- _Brief_
From the records below, transcribe exactly the lines that begin at the line with "# give the mask of every instance of the long trimmed" and end at the line with "outline --target flock", both included.

- _Records to process_
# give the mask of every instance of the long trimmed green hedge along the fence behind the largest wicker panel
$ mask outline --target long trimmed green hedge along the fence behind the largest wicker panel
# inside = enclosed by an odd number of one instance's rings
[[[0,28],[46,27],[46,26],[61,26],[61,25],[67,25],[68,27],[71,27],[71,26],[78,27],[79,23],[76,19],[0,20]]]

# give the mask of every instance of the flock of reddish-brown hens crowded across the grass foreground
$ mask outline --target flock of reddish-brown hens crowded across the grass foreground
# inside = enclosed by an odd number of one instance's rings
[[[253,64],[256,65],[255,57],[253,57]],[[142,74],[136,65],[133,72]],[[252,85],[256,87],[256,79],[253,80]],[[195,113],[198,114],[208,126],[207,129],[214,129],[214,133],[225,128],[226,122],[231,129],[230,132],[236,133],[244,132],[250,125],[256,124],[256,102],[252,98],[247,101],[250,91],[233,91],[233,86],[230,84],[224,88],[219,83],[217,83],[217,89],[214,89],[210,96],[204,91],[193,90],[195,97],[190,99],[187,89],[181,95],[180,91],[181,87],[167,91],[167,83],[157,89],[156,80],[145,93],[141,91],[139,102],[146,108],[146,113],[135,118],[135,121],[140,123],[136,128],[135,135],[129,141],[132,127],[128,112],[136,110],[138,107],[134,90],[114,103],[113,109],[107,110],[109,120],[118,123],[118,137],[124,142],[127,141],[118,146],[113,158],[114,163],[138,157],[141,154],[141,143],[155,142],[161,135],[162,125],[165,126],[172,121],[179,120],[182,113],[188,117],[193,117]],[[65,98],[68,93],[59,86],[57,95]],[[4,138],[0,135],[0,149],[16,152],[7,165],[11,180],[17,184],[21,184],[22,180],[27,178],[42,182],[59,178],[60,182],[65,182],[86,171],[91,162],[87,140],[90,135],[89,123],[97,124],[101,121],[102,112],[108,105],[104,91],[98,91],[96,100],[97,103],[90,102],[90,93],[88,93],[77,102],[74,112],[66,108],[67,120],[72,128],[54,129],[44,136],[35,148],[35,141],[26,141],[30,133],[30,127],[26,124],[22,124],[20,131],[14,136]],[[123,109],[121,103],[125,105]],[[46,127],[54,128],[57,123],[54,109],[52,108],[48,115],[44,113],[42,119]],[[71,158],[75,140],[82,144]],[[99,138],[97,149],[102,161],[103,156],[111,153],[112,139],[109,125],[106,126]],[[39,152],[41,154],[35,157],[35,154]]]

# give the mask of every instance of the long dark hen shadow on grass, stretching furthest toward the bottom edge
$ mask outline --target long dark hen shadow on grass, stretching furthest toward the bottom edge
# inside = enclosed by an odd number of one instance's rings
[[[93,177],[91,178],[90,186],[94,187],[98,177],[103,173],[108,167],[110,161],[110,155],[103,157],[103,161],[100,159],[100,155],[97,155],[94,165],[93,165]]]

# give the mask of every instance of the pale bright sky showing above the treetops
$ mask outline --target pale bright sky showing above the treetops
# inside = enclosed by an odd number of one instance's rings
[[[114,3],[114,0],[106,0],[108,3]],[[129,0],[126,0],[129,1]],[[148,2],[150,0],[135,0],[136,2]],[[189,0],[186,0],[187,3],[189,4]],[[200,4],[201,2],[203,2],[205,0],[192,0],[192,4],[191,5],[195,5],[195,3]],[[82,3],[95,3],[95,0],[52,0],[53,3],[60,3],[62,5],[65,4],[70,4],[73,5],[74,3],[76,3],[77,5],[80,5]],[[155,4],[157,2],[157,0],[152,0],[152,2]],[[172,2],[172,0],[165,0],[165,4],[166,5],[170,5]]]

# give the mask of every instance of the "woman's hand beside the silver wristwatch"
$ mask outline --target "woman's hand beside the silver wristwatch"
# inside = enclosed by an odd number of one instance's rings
...
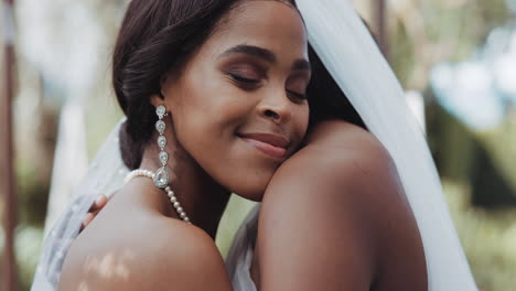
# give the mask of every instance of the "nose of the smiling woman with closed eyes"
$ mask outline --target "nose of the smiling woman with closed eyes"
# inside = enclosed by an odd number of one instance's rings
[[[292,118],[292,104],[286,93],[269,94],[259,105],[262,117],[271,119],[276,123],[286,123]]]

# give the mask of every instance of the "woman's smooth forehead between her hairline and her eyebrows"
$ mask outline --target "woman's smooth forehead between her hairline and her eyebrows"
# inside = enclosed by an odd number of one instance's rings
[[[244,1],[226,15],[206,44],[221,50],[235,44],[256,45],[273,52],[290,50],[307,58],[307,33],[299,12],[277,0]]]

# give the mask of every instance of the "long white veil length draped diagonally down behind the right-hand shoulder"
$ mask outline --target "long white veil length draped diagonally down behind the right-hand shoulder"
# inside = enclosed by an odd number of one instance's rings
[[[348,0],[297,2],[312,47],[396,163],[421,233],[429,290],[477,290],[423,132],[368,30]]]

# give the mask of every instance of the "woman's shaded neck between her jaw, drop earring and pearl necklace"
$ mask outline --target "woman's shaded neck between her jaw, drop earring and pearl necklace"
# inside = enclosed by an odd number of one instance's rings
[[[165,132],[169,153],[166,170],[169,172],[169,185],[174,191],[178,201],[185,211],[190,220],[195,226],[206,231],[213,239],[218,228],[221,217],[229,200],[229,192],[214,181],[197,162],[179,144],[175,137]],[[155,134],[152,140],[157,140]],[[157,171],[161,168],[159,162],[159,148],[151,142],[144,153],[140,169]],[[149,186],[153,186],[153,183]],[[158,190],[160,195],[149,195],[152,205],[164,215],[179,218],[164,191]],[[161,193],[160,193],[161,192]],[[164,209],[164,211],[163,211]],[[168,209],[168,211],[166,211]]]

- _Answer_
# give the mask of every instance of the long trimmed green hedge along the fence behind the largest wicker panel
$ mask outline --target long trimmed green hedge along the fence behind the largest wicker panel
# inside = enclosed by an odd number of one instance's rings
[[[0,28],[46,27],[46,26],[61,26],[61,25],[67,25],[68,27],[71,27],[71,26],[78,27],[79,23],[76,19],[0,20]]]

# give the mask of every instance of the flock of reddish-brown hens crowded across the grass foreground
$ mask outline --target flock of reddish-brown hens crowded across the grass foreground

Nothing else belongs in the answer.